Your goal:
The answer must be an exact transcription of every record.
Source material Start Marker
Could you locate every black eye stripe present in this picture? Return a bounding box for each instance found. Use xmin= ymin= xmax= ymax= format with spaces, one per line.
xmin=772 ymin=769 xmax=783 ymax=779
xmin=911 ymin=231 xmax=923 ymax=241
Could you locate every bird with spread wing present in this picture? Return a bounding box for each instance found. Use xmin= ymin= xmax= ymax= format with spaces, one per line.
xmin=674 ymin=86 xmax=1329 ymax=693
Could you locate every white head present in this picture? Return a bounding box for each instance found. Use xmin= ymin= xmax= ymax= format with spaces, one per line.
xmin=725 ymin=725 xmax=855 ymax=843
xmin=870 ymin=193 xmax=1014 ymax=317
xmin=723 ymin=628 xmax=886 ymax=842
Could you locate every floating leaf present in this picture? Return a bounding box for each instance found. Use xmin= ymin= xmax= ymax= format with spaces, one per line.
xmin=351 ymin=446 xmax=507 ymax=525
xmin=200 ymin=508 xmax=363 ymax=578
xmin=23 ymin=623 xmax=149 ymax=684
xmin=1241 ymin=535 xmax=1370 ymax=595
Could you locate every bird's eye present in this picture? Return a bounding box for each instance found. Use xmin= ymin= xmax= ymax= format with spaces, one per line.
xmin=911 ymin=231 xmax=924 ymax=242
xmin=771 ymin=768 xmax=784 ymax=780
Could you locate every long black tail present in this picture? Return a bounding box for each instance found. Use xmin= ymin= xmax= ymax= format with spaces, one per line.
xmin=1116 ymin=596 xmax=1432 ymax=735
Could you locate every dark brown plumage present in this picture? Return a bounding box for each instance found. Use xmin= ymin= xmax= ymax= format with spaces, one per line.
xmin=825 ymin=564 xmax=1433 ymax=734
Source material End Marker
Written response:
Could you locate every black eye stripe present in this picture? Return a bounding box for each instance found. Use xmin= ymin= xmax= ymax= format with spaces, one per line.
xmin=772 ymin=769 xmax=783 ymax=779
xmin=911 ymin=231 xmax=923 ymax=241
Could you locate every bird with spread wing present in this picture? Return a bounding box for each instance found. Use xmin= ymin= xmax= ymax= format with spaces, one per line.
xmin=674 ymin=86 xmax=1329 ymax=693
Could you locate every white head present in this picture? Return a bounding box for each instance found. Use xmin= ymin= xmax= ymax= format with spaces, one per line.
xmin=725 ymin=725 xmax=855 ymax=843
xmin=870 ymin=193 xmax=1014 ymax=317
xmin=723 ymin=628 xmax=886 ymax=842
Could you locate every floating leaf present in this picture? Return a bounding box for each instance found. Use xmin= ymin= xmax= ymax= format with spaces, one per line.
xmin=351 ymin=446 xmax=507 ymax=525
xmin=200 ymin=508 xmax=363 ymax=578
xmin=23 ymin=623 xmax=149 ymax=684
xmin=1241 ymin=535 xmax=1370 ymax=595
Could you locate every bird's eye present in this picture? Return a bounding box for each instance found. Use xmin= ymin= xmax= ymax= format with spaces, one per line.
xmin=911 ymin=231 xmax=924 ymax=242
xmin=771 ymin=768 xmax=784 ymax=780
Could you locate every long black tail present in this picture? Return a bounding box for each instance found. Use xmin= ymin= xmax= ymax= format with spaces, one per line.
xmin=1116 ymin=596 xmax=1432 ymax=735
Could you locate every dark brown plumage present in this picture? Return a bounding box for each instance found. Use xmin= ymin= xmax= ymax= format with spaces, one per line.
xmin=825 ymin=564 xmax=1433 ymax=734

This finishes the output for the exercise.